Task to complete —
Could you scale the part of the records that opens with the line containing "Mark one point per instance of the blue" and closes at the end of the records? Write out every line of that part again, with each coordinate in the answers multiplied by 2.1 and rounded to a whole number (halves round up), and leave the pictures out.
━━━ Data rows
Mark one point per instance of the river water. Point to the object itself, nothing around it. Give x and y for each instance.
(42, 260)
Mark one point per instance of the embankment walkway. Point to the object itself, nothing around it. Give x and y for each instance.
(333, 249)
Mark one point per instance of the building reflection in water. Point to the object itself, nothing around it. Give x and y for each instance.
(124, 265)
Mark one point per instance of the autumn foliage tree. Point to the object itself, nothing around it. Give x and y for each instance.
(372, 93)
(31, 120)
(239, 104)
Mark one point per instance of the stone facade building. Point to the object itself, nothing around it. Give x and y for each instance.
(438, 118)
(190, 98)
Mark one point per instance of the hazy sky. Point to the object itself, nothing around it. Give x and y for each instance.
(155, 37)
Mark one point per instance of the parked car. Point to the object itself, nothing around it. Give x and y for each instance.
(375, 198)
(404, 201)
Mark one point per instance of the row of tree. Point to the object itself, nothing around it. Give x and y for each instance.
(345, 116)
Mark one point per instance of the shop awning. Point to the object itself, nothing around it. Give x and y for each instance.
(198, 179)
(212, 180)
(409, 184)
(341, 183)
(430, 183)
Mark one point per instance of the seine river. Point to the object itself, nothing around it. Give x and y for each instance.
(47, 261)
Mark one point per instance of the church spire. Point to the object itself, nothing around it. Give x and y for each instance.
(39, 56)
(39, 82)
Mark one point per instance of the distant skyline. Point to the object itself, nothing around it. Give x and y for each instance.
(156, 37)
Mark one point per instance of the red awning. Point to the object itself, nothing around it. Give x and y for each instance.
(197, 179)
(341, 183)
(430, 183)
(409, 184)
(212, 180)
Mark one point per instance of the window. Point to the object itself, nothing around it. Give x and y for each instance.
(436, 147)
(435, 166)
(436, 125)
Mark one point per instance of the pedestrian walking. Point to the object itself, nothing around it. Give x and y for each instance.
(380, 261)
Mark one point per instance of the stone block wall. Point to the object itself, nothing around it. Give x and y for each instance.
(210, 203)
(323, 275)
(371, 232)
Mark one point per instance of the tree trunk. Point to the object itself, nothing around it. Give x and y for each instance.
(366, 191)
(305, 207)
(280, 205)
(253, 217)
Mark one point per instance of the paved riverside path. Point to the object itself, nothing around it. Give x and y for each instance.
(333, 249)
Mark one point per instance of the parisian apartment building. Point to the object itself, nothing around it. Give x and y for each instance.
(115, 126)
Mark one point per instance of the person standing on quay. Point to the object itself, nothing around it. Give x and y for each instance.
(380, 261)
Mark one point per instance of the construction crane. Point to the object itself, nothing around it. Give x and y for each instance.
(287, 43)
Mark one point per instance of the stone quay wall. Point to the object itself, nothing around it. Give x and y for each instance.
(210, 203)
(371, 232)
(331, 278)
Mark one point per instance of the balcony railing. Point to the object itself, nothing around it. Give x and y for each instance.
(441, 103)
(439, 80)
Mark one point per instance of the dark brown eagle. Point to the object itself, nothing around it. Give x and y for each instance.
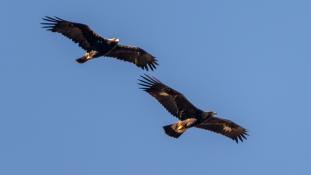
(97, 46)
(188, 115)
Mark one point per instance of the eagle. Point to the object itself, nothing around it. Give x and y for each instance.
(189, 115)
(97, 46)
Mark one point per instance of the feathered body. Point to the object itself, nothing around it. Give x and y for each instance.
(189, 115)
(97, 46)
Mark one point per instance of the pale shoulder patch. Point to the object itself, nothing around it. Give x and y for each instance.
(227, 129)
(163, 94)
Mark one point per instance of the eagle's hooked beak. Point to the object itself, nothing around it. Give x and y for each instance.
(115, 40)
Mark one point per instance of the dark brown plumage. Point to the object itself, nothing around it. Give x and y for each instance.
(188, 115)
(97, 46)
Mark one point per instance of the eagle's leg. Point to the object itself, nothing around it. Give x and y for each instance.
(87, 56)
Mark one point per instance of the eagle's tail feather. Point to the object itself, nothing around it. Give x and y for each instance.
(175, 130)
(82, 59)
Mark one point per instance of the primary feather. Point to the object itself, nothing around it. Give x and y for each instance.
(93, 43)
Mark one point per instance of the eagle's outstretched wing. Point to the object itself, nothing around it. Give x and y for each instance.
(134, 55)
(174, 102)
(224, 127)
(79, 33)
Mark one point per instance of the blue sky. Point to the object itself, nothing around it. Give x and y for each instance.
(247, 60)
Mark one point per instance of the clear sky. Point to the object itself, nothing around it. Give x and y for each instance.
(248, 60)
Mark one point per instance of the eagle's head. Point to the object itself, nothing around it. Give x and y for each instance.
(208, 114)
(114, 40)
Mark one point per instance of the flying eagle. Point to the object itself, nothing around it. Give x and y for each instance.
(97, 46)
(188, 115)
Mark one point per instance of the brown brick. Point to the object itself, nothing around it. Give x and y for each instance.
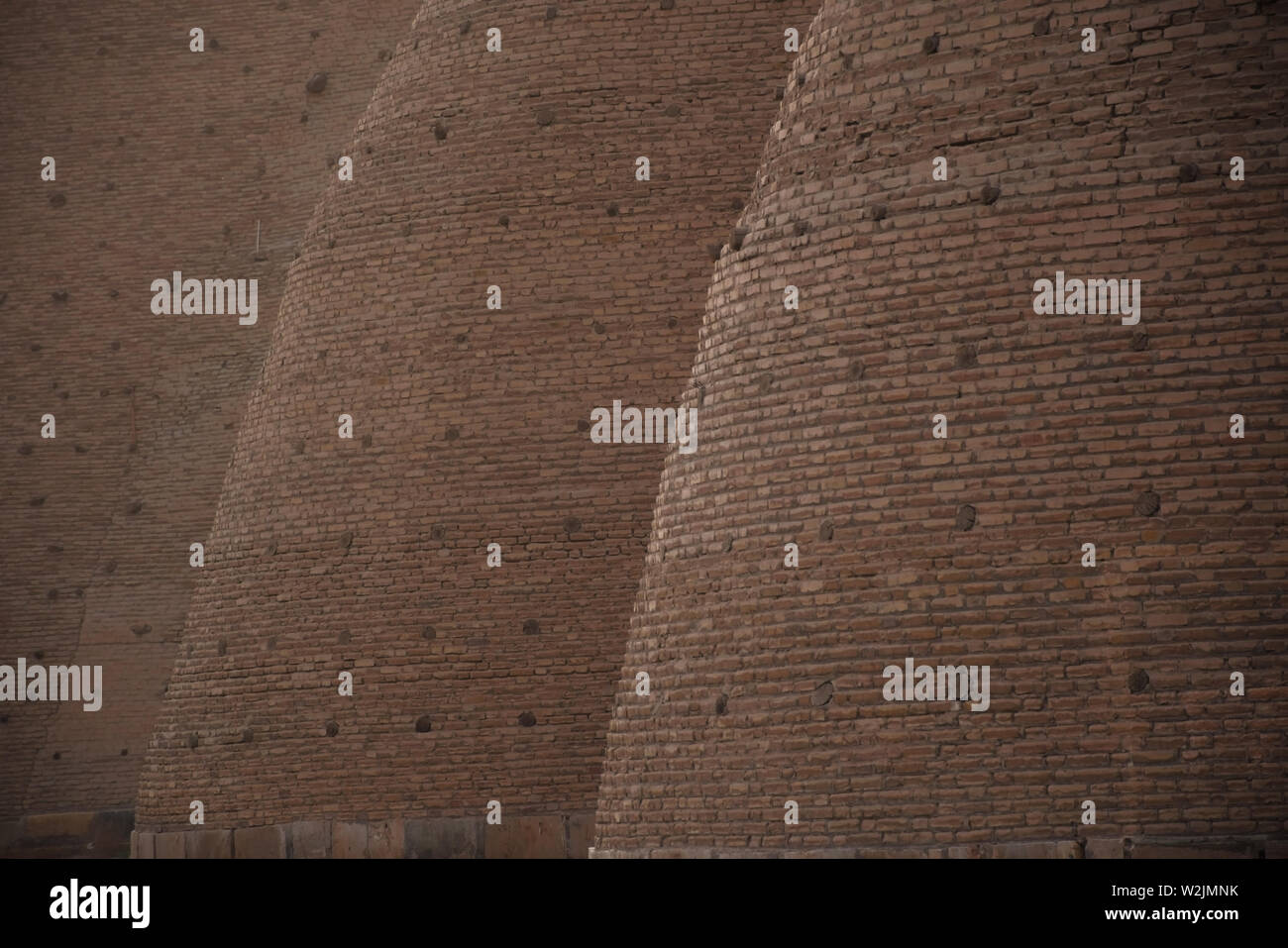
(210, 844)
(526, 837)
(259, 843)
(443, 839)
(348, 840)
(170, 845)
━━━━━━
Exercise result —
Mark one point per instance of the blue sky. Point to the object itself, nothing around it. Give x and y for each instance.
(519, 126)
Mark one point per instance of the clear sky. Point to the object itself, nothing around it. Give x and y for each instance.
(521, 126)
Mark one point per instance of the eagle's head. Point to the object itself, nothing around it. Give x and y for each instance.
(437, 239)
(239, 84)
Mark one point per instance of the flying eagle. Point to the object itself, nothing around it. Give x and y for each instance.
(204, 97)
(395, 242)
Mark one point per instance of the brown brick. Point to the object itself, nothing around it. Give x and y for each instance.
(441, 1772)
(1105, 1758)
(544, 1770)
(930, 1762)
(731, 1764)
(357, 1775)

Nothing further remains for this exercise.